→ **ASSIGNMENT**
Give the data again exactly as written, without any of its pictures.

☆ ☆ ☆ ☆

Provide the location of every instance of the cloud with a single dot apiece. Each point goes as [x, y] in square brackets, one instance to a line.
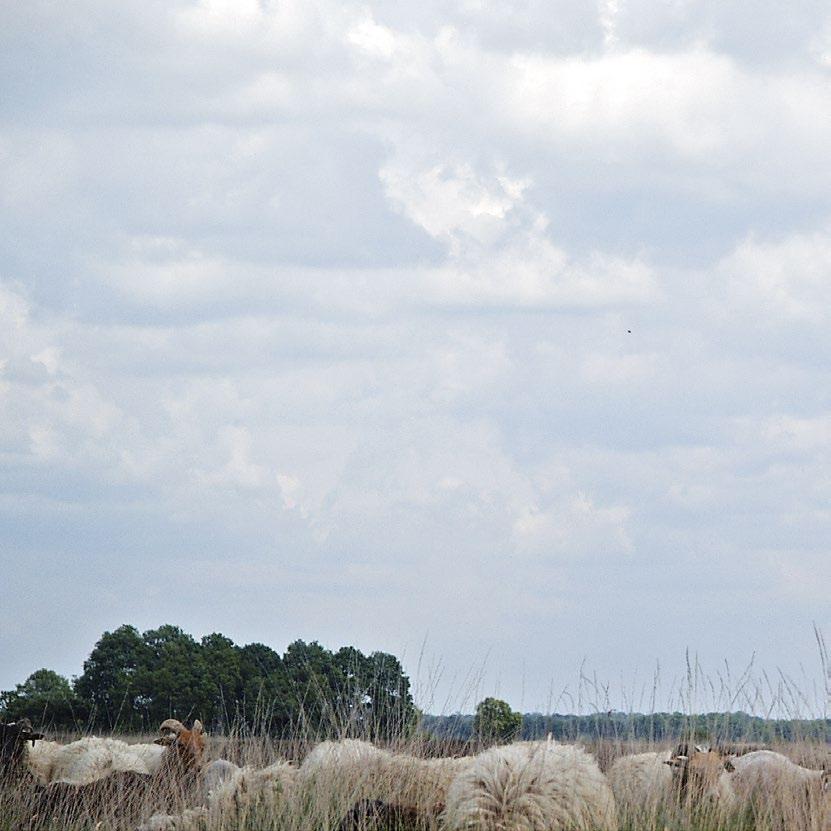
[471, 318]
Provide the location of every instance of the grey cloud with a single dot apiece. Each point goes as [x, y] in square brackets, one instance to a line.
[501, 325]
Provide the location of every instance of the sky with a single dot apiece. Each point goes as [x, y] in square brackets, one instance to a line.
[495, 335]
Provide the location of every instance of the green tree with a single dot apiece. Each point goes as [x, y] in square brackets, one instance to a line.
[222, 659]
[108, 682]
[315, 685]
[44, 698]
[175, 680]
[263, 697]
[495, 721]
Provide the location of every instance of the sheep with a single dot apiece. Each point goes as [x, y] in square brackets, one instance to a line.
[14, 738]
[641, 783]
[533, 786]
[178, 751]
[421, 784]
[94, 776]
[185, 748]
[775, 787]
[701, 777]
[408, 790]
[232, 796]
[337, 775]
[764, 769]
[191, 819]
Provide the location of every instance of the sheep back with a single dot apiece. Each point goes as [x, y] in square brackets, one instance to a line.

☆ ☆ ☆ ☆

→ **YOUR SOLUTION**
Provide the location of every instance of the cloud with a single dot apiece. Each point goes as [x, y] in square brackets, one instance to a line.
[471, 318]
Provide the location of every instance of the grey cloud with a single dot apiece. Each point goes as [x, y] in square brackets, one instance to a line.
[501, 325]
Provide the location of every instance of the sky with a single dot apiece. Each point goes as [x, y] in square brackets, one instance to a line.
[495, 335]
Provide the location of every instance of the green tree with a single dot apiece. Each point goes as [x, y] in square brackets, one instance to a line.
[222, 659]
[108, 682]
[315, 685]
[44, 698]
[175, 680]
[263, 697]
[495, 721]
Provide the location of every instance of the sheep with a single dot apiece. Each point goes as [x, y] in square brackets, one instance to a line.
[14, 738]
[641, 783]
[533, 786]
[178, 751]
[421, 784]
[94, 776]
[185, 748]
[775, 787]
[701, 777]
[408, 790]
[232, 796]
[337, 775]
[764, 769]
[191, 819]
Provide the location of every instance of the sheep back with a single dot apiece. Each point goes as [x, y] in square brackets, one instance to a line.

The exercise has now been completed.